Change every occurrence of "that would help a great deal" in the data below to "that would be much appreciated", keeping all other text the same.

(Entries from a dataset)
────────────────
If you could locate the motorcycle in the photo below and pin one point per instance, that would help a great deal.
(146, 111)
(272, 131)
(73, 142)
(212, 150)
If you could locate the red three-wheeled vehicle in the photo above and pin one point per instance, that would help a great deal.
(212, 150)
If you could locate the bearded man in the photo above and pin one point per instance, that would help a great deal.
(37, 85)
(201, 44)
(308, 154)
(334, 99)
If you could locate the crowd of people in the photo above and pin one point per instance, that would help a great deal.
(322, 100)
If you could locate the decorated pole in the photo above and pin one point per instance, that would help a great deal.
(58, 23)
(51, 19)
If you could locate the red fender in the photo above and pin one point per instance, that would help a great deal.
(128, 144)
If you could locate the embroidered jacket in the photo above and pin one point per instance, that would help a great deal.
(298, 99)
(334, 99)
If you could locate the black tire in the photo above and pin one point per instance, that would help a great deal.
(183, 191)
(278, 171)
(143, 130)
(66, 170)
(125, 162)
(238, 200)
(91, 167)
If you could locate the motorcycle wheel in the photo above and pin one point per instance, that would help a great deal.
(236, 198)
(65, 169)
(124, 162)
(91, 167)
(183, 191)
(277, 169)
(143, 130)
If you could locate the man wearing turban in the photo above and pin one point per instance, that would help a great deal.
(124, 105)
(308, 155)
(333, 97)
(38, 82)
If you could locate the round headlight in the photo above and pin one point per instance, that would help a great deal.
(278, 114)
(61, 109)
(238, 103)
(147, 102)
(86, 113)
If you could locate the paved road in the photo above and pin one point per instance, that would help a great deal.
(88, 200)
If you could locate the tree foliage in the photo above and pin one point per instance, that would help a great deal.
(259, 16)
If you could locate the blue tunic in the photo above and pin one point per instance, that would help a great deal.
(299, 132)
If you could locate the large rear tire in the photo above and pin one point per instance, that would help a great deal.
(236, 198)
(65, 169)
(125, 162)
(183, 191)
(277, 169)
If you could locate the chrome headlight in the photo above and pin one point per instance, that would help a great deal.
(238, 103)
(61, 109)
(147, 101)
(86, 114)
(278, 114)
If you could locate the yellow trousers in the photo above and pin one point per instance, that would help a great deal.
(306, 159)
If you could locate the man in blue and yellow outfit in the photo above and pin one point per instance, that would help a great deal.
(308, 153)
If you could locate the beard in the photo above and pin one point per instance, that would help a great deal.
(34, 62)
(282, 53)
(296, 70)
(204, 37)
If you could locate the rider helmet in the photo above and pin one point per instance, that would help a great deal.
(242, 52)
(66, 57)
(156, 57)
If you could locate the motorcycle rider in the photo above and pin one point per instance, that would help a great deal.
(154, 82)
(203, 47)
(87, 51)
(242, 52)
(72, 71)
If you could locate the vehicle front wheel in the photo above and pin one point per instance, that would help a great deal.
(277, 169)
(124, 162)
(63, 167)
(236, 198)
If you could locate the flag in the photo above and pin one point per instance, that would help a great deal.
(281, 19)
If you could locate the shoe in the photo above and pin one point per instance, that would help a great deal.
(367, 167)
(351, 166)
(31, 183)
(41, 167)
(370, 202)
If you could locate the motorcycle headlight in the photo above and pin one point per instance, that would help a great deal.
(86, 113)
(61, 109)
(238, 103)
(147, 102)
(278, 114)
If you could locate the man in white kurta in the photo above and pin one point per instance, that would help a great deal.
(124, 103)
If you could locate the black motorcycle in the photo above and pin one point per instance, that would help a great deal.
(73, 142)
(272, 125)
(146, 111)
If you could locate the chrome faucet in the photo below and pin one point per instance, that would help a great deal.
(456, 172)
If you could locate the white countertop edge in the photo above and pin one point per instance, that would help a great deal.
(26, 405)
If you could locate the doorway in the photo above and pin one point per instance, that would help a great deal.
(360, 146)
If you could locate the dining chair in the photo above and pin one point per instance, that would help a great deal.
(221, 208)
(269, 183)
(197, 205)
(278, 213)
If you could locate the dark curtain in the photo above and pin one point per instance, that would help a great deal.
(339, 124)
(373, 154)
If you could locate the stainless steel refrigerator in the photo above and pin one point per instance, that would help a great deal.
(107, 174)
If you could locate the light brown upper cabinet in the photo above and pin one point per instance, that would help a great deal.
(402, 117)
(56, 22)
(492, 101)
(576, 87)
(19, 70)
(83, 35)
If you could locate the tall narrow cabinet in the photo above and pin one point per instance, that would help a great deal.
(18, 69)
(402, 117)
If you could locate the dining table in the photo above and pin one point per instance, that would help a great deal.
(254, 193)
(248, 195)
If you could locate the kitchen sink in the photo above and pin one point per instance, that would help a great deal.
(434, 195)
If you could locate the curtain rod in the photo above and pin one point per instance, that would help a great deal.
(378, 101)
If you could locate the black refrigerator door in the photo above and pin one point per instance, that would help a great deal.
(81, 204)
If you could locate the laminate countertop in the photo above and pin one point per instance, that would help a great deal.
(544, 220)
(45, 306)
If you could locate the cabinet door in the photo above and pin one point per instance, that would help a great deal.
────────────────
* _Result for this task_
If you could locate the motorcycle in the photo below and pin one point per instance, that would be much appreciated.
(146, 111)
(272, 131)
(73, 142)
(212, 150)
If you could locate the red three-wheeled vehicle in the photo above and pin one point per instance, that would be much appreciated.
(212, 150)
If you could locate the bearded man in the photo above and pin one point per instance, that would be much appreciated.
(37, 85)
(201, 44)
(308, 154)
(334, 99)
If you could locate the crowd of people in the photo above and pin one point per instance, that would be much appreciated.
(322, 100)
If you could locate the decorated pole in the photo above and pin one point per instance, that would be much appreciated.
(58, 23)
(51, 19)
If you could locate the red fender in the photo above and pin one point per instance, that would be much appreciated.
(128, 144)
If you could locate the embroidered jacket in the photo above and pin one point per instance, that would be much appreciated.
(298, 99)
(334, 99)
If you could locate the black tire in the photo above and pin one point per instance, that would be much appreciated.
(183, 191)
(278, 171)
(143, 130)
(66, 170)
(125, 162)
(238, 200)
(91, 167)
If you could locate the motorcycle wheel in the photo above and pin one point per instance, that would be much appreciated.
(236, 198)
(65, 169)
(124, 162)
(91, 167)
(183, 191)
(277, 169)
(143, 130)
If you could locate the man wearing turban in the photo above and pin one point per instance, that would be much appreciated.
(124, 105)
(308, 155)
(333, 97)
(38, 82)
If you could locate the round headlight in the photo above and pin one point per instance, that would be much appreciated.
(278, 114)
(61, 109)
(238, 103)
(147, 102)
(86, 113)
If you could locate the paved road in the photo above and pin one point per instance, that would be much appreciated.
(88, 200)
If you could locate the tree foliage in the photo above and pin one point per instance, that would be much appreciated.
(259, 16)
If you could locate the blue tunic in the photo above and pin one point per instance, that would be much appreciated.
(299, 132)
If you could locate the large rear tire in the photo above and pin one point per instance, that would be much appreciated.
(236, 198)
(65, 169)
(125, 162)
(183, 191)
(277, 169)
If you could locate the chrome headlight in the photo above and pin one point per instance, that would be much appreciated.
(238, 103)
(61, 109)
(147, 101)
(86, 114)
(278, 114)
If you could locate the yellow trousers in the photo above and pin one point per instance, that would be much appreciated.
(306, 159)
If you could locate the man in blue and yellow outfit in the photo above and pin one point per instance, that would be much appreciated.
(308, 153)
If you could locate the beard in the photo above and pin one point per instance, that would be much appreciated.
(34, 62)
(282, 53)
(296, 70)
(204, 37)
If you could locate the rider helmet in the photo above and pin one point per instance, that would be much appreciated.
(242, 52)
(66, 57)
(156, 57)
If you could locate the motorcycle rider in the photo above and pin one point per instance, that would be much appreciated.
(154, 82)
(203, 47)
(87, 51)
(242, 52)
(72, 71)
If you could locate the vehicle front wheel in the photo above and pin one point per instance, that would be much appreciated.
(277, 169)
(124, 162)
(63, 167)
(236, 198)
If you could locate the flag in the photo above and pin one point per instance, that would be much appreciated.
(281, 19)
If you could locate the shoe in the photo above and pin one point per instance, that would be much appreciated.
(367, 167)
(351, 166)
(31, 183)
(41, 167)
(370, 202)
If you could locate the motorcycle headlight in the photo above and pin one point per instance, that would be much appreciated.
(86, 113)
(61, 109)
(238, 103)
(147, 102)
(278, 114)
If you could locate the man in white kurta in the photo above and pin one point per instance, that would be much appreciated.
(124, 103)
If you could locate the black motorcycle in the photo above and pin one point per instance, that would be much appreciated.
(73, 142)
(272, 125)
(146, 111)
If you could locate the chrome faucet in the photo below and pin one point per instance, that would be much appreciated.
(456, 172)
If you could locate the white countertop edge in the photo above and pin one point per instance, that would be much appreciated.
(26, 405)
If you could locate the doorway in the photo above and pin one point per instance, that would be much appreciated.
(360, 146)
If you could locate the dining chair in the photo above and pin one point per instance, that would be much appreciated.
(221, 208)
(269, 183)
(197, 205)
(278, 213)
If you could locate the dark curtain in the photo above and pin one point per instance, that would be much appreciated.
(339, 124)
(373, 154)
If you could locate the stainless steel refrigerator in the photo above and pin one point per instance, that would be much appreciated.
(107, 174)
If you could locate the light brown upper cabinet in the photo above and pin one point per instance, that would be much appreciated.
(402, 117)
(56, 22)
(492, 101)
(576, 87)
(19, 70)
(83, 35)
If you could locate the tall narrow cabinet in the photo above and pin one point per instance, that would be much appreciated.
(18, 69)
(402, 117)
If you could locate the dining table in the photo above and pin one point per instance, that would be much appreciated.
(254, 193)
(248, 195)
If you could locate the kitchen sink in the photo above and pin one point per instance, that would be much appreciated.
(434, 195)
If you could locate the curtain rod in the photo above and pin one point per instance, that would be much appreciated.
(378, 101)
If you could locate the black refrigerator door in the photo above and pin one point per instance, that would be much appreciated.
(81, 204)
If you could locate the laminate countertop in the photo above and pin one point per instance, that would be much appreciated.
(544, 220)
(45, 306)
If you could locate the cabinet door in the photo above and pin one point per instance, that would be much appreciated.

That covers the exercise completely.